**Task**
Copy all of the rows below word for word, leaving out the pictures.

**Supplied material**
------
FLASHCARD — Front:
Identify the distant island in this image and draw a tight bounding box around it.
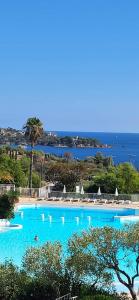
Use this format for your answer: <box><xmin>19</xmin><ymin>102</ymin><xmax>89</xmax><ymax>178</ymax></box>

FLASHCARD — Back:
<box><xmin>0</xmin><ymin>127</ymin><xmax>111</xmax><ymax>148</ymax></box>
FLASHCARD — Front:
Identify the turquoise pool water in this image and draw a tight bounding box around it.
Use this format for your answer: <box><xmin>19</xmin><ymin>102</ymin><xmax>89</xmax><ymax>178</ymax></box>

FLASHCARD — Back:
<box><xmin>0</xmin><ymin>205</ymin><xmax>136</xmax><ymax>265</ymax></box>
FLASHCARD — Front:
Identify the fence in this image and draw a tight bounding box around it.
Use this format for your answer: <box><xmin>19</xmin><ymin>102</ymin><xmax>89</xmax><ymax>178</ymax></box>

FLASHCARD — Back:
<box><xmin>49</xmin><ymin>191</ymin><xmax>132</xmax><ymax>201</ymax></box>
<box><xmin>18</xmin><ymin>186</ymin><xmax>48</xmax><ymax>198</ymax></box>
------
**Full answer**
FLASHCARD — Front:
Identify the distant island in this image and draw a tight bounding box around it.
Use this format for your answer: <box><xmin>19</xmin><ymin>102</ymin><xmax>89</xmax><ymax>178</ymax></box>

FLASHCARD — Back:
<box><xmin>0</xmin><ymin>127</ymin><xmax>111</xmax><ymax>148</ymax></box>
FLASHCARD — Front:
Identify the turquoise pool water in this image and draw a tight bounding box around it.
Use this format for your answer: <box><xmin>19</xmin><ymin>102</ymin><xmax>89</xmax><ymax>178</ymax></box>

FLASHCARD — Back:
<box><xmin>0</xmin><ymin>205</ymin><xmax>136</xmax><ymax>265</ymax></box>
FLASHCARD — Front:
Identify the fence in this image and draw a tight bounding box around it.
Use this format for your answer: <box><xmin>19</xmin><ymin>102</ymin><xmax>89</xmax><ymax>178</ymax></box>

FLASHCARD — Back:
<box><xmin>49</xmin><ymin>191</ymin><xmax>132</xmax><ymax>201</ymax></box>
<box><xmin>18</xmin><ymin>186</ymin><xmax>48</xmax><ymax>198</ymax></box>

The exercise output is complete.